**Dataset excerpts:**
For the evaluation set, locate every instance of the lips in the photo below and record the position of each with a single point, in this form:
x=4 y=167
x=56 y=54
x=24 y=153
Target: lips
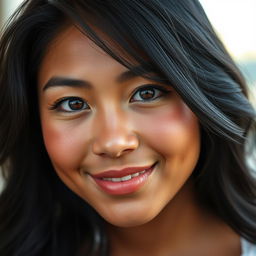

**The exercise:** Convert every line of the records above into a Markdown table with two columns, No. and Line, one row per line in order, skipping blank lines. Leave the pictures out of the answer.

**Finished answer:**
| No. | Line |
|---|---|
| 1 | For the evaluation set, locate every instance of the lips in the photo below and record the position of each with a single point, in this form: |
| 2 | x=4 y=167 |
| 3 | x=56 y=54 |
| 4 | x=24 y=153 |
| 5 | Target: lips |